Requirements :: Copy all of the records below verbatim.

###

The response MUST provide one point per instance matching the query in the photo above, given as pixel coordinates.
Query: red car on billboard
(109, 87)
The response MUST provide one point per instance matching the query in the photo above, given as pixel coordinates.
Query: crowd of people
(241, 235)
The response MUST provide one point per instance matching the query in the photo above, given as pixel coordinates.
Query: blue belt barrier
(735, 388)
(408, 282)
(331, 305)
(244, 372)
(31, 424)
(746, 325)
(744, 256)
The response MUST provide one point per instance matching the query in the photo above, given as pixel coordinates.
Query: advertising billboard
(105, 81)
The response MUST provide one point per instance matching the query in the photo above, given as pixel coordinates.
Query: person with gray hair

###

Result for this exercise ::
The response MUST provide one point per instance matching the query in the photo above, given as pixel coordinates.
Query: red car on billboard
(109, 87)
The response MUST provide one point per instance matching the query in the photo above, given as pixel coordinates.
Query: crowd of people
(241, 235)
The response MUST provide one point per instance matching the query in the photo above, given as pixel coordinates.
Query: blue belt barrier
(735, 388)
(408, 282)
(331, 305)
(244, 372)
(31, 424)
(746, 325)
(744, 256)
The response MUST provide one point per instance matching the query in the photo above, given as pixel coordinates.
Query: advertising billboard
(105, 81)
The response MUST provide one point per instance matching the query in the photo above, given as pixel coordinates.
Query: person with gray hair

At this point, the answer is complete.